What the task asks:
Give only the number of lines in the data below that contain the string "roof".

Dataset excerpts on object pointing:
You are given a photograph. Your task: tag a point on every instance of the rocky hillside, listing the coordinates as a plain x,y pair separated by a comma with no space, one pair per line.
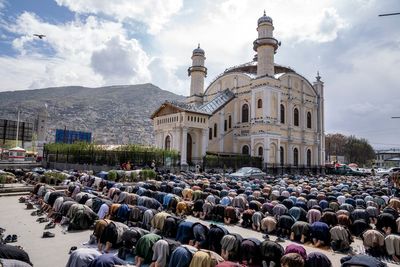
114,114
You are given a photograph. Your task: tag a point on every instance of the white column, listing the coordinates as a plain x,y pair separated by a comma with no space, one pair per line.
278,106
204,141
278,153
183,146
264,103
221,130
290,154
314,155
252,151
178,139
253,105
266,150
162,139
235,112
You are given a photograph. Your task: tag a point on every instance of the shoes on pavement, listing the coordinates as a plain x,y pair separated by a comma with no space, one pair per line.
50,225
72,249
8,239
42,220
266,237
48,235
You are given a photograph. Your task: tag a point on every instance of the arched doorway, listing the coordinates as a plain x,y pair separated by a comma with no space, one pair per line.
189,149
167,145
245,150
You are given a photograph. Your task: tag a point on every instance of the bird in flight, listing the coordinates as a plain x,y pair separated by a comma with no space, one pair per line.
40,36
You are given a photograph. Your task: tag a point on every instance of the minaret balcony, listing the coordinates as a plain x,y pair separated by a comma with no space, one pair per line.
265,41
197,68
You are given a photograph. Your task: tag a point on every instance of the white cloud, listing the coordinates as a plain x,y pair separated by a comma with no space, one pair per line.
75,46
154,13
121,61
164,75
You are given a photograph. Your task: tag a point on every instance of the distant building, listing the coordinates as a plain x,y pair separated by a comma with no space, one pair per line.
70,137
387,158
258,108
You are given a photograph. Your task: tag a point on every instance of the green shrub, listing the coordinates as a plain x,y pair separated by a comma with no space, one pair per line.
112,175
147,174
2,179
133,177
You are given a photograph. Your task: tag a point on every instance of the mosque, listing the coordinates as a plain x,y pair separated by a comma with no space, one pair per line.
259,108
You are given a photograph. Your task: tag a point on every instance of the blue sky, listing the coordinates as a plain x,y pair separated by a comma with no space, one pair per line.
102,42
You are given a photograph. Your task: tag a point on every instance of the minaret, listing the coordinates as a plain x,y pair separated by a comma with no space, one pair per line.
265,46
197,72
319,87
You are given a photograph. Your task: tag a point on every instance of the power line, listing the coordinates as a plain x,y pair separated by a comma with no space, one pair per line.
389,14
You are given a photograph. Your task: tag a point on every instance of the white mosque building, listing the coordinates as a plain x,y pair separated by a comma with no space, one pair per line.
259,108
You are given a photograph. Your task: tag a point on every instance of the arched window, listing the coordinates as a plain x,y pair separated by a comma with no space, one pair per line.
296,117
260,151
167,142
245,113
308,157
245,150
309,120
282,155
295,157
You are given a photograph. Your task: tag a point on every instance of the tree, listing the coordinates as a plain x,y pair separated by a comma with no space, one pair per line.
335,144
354,150
358,150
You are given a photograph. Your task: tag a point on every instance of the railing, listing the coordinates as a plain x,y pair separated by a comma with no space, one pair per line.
113,158
231,161
278,169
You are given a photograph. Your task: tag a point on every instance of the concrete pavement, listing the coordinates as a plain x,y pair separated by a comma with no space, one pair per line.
53,252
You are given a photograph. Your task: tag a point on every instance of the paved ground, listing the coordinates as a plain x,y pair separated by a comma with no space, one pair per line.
53,252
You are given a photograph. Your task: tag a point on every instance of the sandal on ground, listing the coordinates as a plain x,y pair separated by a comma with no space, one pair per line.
8,239
72,249
48,235
50,225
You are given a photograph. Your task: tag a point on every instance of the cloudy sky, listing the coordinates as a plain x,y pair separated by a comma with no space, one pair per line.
103,42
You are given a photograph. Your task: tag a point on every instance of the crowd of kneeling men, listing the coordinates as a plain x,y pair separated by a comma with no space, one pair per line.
147,220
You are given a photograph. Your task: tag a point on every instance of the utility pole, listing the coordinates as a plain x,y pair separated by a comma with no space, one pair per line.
389,14
16,138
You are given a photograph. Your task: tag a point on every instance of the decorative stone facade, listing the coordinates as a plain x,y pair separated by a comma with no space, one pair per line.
258,108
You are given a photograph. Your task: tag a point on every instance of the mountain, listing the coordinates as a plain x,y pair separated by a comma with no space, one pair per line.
114,114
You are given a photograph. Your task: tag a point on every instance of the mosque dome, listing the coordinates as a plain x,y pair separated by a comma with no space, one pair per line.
198,51
264,19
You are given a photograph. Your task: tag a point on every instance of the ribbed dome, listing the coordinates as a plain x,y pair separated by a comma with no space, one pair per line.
198,50
264,18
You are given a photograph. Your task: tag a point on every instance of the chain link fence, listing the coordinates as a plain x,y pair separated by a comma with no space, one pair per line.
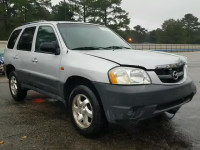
157,47
168,47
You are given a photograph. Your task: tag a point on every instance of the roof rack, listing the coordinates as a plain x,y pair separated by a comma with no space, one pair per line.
34,22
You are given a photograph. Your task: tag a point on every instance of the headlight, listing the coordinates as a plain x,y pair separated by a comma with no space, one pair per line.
128,76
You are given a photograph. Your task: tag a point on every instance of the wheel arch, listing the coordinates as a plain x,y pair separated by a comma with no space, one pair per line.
74,81
9,69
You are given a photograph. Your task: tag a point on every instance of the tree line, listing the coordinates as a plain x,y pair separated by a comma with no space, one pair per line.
14,13
181,31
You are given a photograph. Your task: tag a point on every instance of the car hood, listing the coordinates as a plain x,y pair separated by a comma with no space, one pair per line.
146,59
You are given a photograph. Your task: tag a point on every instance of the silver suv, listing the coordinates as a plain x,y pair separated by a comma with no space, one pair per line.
95,73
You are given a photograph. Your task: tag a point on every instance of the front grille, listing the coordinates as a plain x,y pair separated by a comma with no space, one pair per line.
171,73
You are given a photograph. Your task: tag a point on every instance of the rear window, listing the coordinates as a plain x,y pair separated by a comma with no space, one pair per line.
13,38
26,39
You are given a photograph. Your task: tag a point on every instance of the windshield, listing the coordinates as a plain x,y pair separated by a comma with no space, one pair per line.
90,37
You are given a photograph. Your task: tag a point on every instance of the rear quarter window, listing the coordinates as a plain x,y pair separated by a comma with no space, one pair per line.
13,38
26,39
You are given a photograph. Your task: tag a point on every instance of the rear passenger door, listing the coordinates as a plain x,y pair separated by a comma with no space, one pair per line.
11,54
24,53
46,64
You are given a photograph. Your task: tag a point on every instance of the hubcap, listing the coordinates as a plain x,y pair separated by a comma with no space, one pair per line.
82,111
13,85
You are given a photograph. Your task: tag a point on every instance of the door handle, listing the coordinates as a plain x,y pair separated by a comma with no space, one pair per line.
35,60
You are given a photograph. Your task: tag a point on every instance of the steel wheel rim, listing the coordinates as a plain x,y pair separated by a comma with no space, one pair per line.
13,85
82,111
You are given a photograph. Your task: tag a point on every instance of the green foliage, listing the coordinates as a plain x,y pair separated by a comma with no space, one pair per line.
62,12
14,13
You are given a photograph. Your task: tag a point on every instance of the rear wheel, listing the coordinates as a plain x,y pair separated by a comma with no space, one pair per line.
86,113
16,90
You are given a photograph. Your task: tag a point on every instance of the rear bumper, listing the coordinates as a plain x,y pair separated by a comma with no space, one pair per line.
135,103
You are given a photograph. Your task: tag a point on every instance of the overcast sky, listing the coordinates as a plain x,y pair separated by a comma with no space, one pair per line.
152,13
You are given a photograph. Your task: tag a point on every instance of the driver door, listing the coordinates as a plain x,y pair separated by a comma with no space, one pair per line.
46,64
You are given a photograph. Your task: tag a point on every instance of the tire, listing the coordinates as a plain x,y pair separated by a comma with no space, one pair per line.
16,90
90,120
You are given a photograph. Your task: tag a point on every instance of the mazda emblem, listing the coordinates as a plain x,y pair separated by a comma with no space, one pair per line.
175,75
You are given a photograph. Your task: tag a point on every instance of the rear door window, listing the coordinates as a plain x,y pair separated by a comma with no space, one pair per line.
26,39
13,38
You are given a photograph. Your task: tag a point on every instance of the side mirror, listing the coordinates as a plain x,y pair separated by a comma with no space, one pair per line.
51,47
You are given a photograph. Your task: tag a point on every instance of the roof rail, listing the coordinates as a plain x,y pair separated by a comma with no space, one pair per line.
34,22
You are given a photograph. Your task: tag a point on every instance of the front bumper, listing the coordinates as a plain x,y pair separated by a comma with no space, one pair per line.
135,103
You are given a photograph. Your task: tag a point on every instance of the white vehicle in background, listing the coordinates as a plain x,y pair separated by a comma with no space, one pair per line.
95,73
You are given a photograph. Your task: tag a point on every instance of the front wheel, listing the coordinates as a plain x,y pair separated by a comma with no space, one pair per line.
86,113
16,90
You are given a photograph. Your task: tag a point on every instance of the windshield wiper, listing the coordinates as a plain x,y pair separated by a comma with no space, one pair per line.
88,48
117,47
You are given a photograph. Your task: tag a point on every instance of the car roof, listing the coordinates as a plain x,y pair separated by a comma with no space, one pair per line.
50,22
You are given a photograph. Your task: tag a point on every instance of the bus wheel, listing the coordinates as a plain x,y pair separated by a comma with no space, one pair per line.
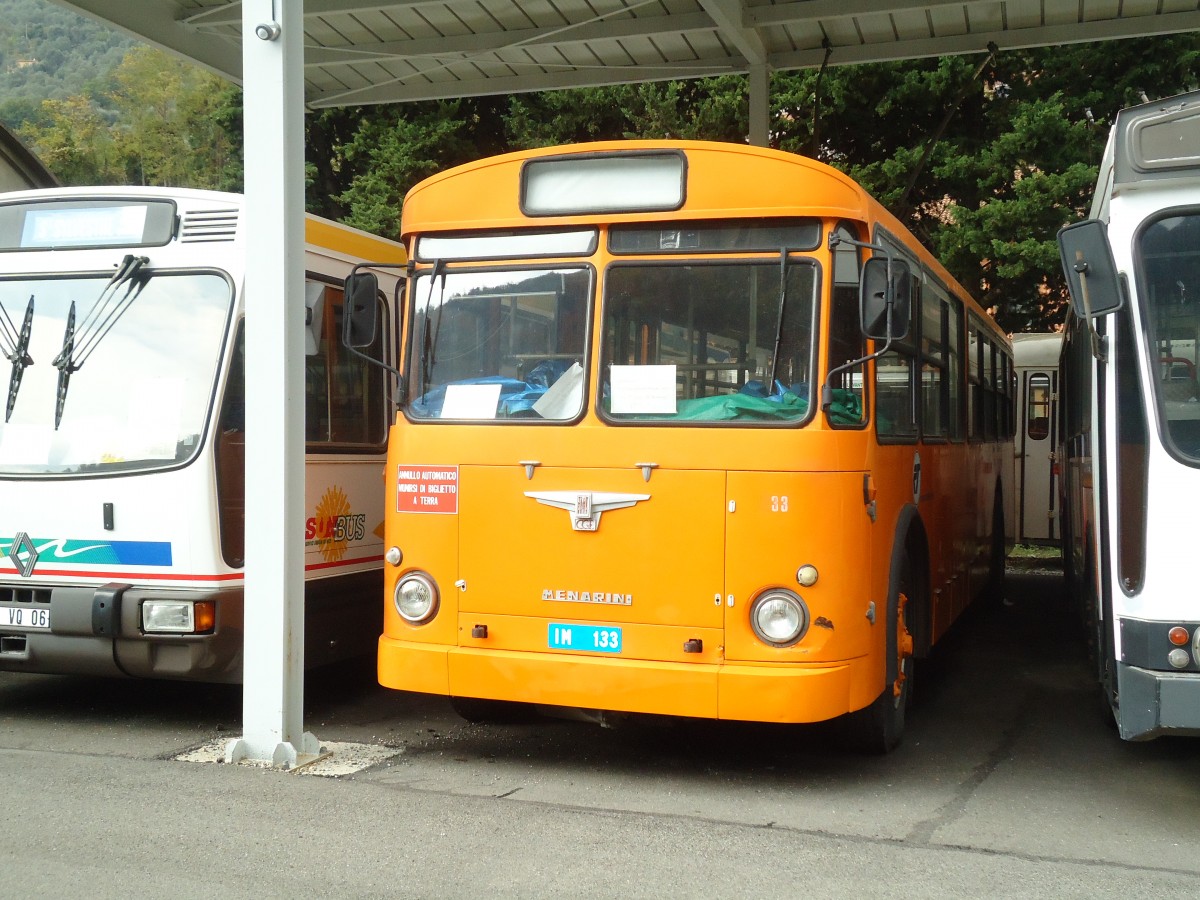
491,712
880,727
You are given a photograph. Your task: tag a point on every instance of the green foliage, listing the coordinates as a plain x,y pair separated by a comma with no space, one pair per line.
49,53
159,123
983,162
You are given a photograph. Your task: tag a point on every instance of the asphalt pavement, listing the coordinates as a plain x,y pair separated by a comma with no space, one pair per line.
1011,784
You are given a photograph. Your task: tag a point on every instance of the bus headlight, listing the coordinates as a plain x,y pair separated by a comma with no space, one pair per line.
415,598
779,617
178,617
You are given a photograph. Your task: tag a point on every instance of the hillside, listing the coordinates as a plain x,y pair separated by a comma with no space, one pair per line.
49,53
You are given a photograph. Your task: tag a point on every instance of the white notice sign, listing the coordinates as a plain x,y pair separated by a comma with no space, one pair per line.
643,389
471,401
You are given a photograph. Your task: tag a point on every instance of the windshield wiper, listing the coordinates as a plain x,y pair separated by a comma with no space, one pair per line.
16,349
429,349
779,323
109,306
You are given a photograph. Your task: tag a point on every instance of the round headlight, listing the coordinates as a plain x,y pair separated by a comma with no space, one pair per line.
779,618
415,598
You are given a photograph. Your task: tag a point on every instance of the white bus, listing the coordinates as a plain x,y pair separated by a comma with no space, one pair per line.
1036,366
123,449
1131,419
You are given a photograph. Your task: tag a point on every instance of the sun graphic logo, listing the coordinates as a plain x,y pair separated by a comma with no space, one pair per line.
334,526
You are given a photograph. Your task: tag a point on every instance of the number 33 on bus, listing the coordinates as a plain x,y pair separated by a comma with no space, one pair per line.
685,429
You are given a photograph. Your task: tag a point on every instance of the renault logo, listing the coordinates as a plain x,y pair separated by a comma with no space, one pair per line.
23,555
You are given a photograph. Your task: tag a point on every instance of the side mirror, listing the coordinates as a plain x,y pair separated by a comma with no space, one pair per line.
360,318
1090,269
315,315
885,287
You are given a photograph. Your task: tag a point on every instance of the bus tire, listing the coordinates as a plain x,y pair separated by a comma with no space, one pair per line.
491,712
880,727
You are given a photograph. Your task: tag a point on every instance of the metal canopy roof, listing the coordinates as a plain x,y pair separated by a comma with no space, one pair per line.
393,51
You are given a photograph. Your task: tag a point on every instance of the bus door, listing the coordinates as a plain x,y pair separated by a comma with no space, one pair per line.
1039,391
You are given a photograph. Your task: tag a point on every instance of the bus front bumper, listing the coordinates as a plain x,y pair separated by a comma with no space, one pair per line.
1157,703
726,690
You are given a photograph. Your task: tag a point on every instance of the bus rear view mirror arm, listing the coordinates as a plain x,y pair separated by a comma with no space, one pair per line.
883,300
360,322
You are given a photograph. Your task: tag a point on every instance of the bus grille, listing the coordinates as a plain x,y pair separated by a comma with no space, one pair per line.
220,225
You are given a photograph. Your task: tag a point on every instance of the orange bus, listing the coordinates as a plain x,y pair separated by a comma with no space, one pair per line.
685,429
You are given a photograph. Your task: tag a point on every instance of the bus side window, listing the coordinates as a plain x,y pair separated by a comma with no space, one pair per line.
895,377
934,381
845,335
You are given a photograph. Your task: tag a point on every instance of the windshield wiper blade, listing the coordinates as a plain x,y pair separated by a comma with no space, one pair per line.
16,351
430,348
779,323
109,306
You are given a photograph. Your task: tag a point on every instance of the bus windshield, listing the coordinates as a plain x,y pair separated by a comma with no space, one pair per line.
709,342
499,345
141,395
1170,275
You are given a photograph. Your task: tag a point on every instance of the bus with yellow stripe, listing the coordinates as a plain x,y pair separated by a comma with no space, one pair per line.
123,442
685,429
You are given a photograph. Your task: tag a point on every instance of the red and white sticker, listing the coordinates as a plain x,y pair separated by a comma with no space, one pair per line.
427,489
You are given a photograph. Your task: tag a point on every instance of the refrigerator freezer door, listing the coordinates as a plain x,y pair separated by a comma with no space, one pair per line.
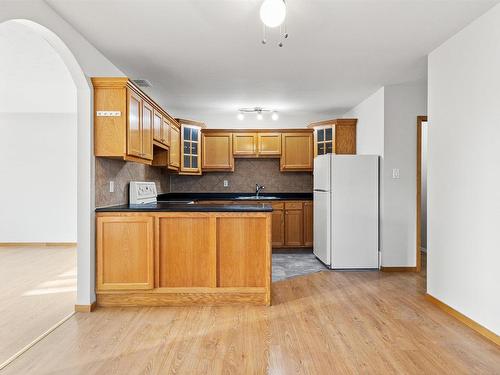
322,172
322,228
355,212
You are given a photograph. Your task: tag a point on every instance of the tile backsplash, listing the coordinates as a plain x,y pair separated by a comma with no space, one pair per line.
122,172
247,173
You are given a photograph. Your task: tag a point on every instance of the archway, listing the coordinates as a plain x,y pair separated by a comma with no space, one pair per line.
84,162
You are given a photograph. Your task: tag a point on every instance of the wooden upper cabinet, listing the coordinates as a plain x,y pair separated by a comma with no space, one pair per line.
245,144
147,130
125,248
134,132
296,151
269,144
166,132
126,121
190,146
217,151
174,152
336,136
157,126
345,138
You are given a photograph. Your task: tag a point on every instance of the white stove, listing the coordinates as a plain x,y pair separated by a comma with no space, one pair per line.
141,192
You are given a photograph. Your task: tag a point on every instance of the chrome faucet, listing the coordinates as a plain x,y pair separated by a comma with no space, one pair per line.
258,188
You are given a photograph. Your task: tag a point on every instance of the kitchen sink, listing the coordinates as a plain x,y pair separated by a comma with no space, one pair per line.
254,197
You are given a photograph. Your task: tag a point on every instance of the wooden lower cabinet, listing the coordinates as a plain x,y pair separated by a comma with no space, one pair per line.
124,253
186,252
291,222
308,223
183,258
240,260
294,224
278,225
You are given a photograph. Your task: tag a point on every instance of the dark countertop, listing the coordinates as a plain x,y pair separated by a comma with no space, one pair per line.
232,196
186,207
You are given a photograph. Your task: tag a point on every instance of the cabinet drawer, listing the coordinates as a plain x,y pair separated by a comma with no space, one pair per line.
293,205
278,205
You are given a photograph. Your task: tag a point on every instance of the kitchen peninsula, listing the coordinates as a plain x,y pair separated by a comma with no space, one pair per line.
179,253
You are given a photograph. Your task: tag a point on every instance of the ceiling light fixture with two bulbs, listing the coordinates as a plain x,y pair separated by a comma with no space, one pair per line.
259,113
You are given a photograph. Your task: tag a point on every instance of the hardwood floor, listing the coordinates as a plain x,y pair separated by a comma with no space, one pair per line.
322,323
37,290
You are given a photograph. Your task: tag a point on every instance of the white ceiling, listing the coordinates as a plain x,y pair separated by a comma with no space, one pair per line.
204,57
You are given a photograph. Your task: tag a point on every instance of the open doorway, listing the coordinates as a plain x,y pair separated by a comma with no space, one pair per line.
38,194
422,139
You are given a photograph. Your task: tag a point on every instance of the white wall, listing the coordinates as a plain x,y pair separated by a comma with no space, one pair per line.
82,61
403,103
464,172
38,155
370,126
387,123
38,124
423,187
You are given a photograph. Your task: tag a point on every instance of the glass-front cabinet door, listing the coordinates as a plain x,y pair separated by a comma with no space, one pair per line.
324,141
190,161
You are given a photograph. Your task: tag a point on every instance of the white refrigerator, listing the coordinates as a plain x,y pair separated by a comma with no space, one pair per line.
346,211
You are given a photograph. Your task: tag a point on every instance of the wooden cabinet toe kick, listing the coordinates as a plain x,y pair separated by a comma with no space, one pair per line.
183,258
186,297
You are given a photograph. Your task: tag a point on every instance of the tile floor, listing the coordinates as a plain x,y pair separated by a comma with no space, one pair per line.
295,263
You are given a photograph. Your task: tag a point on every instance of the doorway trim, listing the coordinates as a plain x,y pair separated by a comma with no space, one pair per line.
85,158
420,120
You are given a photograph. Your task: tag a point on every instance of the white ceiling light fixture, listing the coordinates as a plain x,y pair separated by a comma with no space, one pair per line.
273,14
259,111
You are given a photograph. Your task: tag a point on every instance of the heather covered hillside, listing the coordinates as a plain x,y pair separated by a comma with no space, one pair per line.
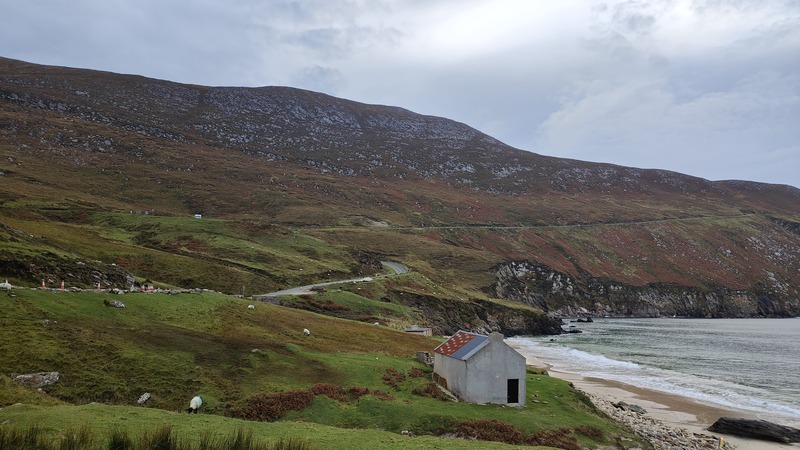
102,175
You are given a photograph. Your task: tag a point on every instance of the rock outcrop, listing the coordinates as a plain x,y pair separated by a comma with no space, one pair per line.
36,380
563,295
756,429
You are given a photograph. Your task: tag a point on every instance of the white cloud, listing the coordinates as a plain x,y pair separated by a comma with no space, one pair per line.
707,87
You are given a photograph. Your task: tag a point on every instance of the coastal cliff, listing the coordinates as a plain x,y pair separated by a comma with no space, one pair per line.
564,295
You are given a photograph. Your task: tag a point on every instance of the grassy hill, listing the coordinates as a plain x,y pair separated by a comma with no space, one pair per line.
361,378
298,187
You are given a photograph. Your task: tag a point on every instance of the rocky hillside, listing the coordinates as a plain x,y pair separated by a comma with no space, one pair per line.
472,214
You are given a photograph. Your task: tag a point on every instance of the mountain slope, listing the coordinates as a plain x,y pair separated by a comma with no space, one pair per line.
366,181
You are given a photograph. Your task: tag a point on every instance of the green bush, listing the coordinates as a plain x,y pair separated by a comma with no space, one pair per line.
271,407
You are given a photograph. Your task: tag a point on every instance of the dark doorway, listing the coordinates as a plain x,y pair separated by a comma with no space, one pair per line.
513,391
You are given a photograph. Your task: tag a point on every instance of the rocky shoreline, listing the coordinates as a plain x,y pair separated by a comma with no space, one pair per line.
658,434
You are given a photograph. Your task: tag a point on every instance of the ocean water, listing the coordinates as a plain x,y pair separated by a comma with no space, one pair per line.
750,364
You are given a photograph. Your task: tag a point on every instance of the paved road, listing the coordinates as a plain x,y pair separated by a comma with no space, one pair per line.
395,266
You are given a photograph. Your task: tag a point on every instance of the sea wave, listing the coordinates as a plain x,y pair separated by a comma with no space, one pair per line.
707,390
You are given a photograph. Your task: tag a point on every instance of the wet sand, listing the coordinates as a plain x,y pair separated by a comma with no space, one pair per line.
673,411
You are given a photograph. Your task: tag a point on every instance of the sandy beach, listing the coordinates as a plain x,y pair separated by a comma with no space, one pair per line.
672,411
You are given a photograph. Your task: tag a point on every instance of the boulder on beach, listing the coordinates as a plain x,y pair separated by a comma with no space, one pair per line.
755,429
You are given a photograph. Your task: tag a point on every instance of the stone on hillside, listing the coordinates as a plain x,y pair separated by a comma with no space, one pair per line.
38,379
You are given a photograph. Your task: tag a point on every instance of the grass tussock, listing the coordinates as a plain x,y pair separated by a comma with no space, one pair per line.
162,438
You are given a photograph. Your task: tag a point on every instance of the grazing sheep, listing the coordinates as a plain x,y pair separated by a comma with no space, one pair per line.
194,405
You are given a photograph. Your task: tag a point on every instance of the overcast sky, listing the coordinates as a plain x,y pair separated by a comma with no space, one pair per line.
709,88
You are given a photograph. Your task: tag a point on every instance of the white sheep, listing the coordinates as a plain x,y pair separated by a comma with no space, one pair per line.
194,405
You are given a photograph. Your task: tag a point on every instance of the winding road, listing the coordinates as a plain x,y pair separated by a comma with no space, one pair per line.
396,267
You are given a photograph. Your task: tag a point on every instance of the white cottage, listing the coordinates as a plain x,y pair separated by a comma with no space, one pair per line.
480,369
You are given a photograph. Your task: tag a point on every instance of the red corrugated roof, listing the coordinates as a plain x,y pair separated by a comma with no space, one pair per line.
455,343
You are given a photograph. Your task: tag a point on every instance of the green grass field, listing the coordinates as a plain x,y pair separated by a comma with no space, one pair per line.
212,345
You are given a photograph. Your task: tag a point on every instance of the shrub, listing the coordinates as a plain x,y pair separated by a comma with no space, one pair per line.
119,440
271,407
328,390
590,431
559,438
416,373
356,392
490,430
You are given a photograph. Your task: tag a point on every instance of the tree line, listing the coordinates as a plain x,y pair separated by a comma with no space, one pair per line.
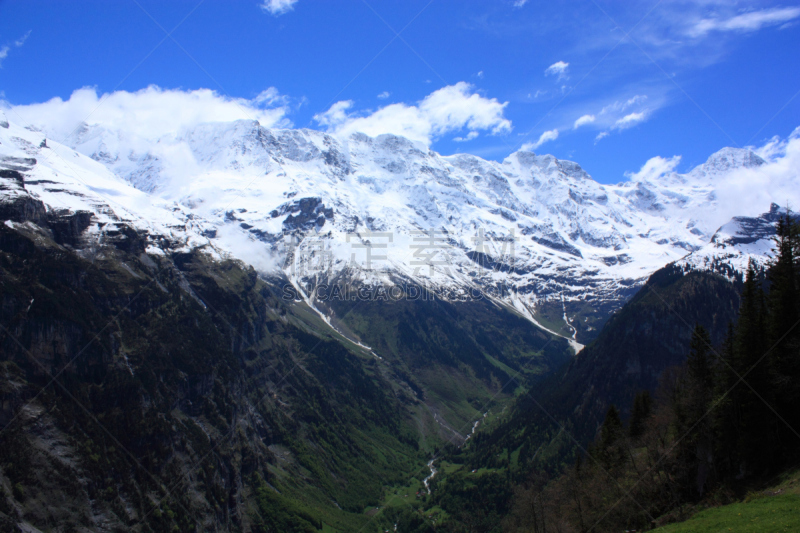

Expected answer:
5